**Data shown**

------------

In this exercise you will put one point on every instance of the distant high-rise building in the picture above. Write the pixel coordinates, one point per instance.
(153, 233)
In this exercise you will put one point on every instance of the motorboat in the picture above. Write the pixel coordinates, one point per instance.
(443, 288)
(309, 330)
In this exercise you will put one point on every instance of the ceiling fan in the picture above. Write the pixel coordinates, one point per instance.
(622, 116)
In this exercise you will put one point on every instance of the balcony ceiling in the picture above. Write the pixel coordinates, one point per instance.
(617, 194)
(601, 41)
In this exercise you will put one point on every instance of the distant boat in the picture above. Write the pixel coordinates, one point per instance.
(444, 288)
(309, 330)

------------

**Exercise goal**
Retype all of the listing exactly, leaving out no line.

**Completed task**
In this exercise you will put one point on every instance of the distant high-rise building in the picture above. Write the pixel coordinates, one point per instance.
(153, 233)
In this exercise you will put one point on every instance of the motorboat in the picture above. Write the pixel coordinates, one point per instance.
(443, 288)
(309, 330)
In this exercise you will put one point on every instance of the ceiling fan in the picture above. Write the pixel coordinates, one point per instance.
(622, 116)
In this exercise you will put one point on every instance of the balcony ceiling in the picture above. Write the pixel coordinates, one point per instance.
(617, 194)
(601, 41)
In this exercise you will put one point on every instance of the distant boat in the picture above. Write the pixel coordinates, one point per instance.
(444, 288)
(309, 330)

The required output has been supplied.